### Your objective
Extract every line of the entries below that contains the string "shop".

[Coordinate annotation entries]
┄┄┄┄┄┄┄┄┄┄

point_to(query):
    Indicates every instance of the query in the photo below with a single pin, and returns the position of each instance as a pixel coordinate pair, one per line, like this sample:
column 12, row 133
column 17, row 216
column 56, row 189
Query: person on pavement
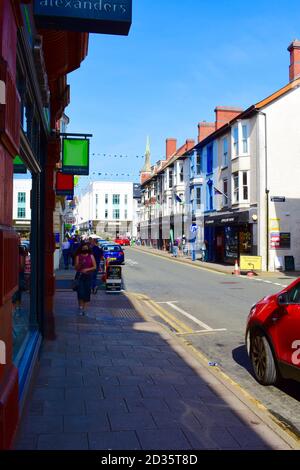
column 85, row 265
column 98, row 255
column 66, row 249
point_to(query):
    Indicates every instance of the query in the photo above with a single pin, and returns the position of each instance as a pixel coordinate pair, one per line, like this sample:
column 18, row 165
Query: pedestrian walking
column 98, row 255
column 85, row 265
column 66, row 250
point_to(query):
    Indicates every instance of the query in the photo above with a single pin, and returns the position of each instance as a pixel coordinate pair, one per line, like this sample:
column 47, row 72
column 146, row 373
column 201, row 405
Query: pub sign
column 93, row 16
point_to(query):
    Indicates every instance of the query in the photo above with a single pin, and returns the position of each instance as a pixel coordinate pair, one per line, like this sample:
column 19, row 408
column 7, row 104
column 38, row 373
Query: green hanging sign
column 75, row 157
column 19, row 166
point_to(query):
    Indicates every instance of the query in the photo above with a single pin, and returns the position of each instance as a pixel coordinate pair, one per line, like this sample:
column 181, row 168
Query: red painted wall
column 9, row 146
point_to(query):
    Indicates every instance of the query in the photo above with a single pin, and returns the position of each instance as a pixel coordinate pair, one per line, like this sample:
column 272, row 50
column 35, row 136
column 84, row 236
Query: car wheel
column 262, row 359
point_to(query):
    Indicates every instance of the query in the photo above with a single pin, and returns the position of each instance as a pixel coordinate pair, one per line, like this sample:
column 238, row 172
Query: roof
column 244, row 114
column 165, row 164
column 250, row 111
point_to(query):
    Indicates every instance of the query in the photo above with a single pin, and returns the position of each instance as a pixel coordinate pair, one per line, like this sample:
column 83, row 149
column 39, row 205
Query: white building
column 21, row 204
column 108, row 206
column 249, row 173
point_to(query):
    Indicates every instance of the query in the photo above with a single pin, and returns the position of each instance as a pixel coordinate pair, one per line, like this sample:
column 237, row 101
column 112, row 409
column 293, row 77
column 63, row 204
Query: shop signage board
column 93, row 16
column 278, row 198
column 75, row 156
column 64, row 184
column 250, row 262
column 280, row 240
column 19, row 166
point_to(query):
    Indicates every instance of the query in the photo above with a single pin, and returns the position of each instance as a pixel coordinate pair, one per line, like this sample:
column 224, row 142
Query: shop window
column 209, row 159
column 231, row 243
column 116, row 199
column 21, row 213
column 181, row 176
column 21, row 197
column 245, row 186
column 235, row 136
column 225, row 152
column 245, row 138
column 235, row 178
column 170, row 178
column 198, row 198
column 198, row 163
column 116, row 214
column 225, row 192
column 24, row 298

┄┄┄┄┄┄┄┄┄┄

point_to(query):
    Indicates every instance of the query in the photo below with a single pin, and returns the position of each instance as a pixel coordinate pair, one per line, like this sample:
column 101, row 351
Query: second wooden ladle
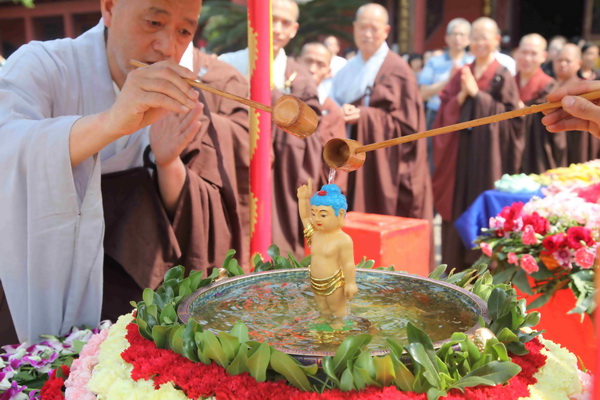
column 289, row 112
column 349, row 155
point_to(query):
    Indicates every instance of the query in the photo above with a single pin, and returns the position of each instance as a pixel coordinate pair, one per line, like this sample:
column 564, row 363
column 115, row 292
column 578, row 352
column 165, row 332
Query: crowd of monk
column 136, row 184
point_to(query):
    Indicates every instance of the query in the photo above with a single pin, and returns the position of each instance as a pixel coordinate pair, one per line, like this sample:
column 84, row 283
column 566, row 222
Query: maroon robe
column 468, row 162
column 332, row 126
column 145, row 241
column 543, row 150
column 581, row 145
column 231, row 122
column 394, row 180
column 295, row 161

┄┄┄┄┄┄┄┄┄┄

### Finished task
Query: shop signage board
Query: shop window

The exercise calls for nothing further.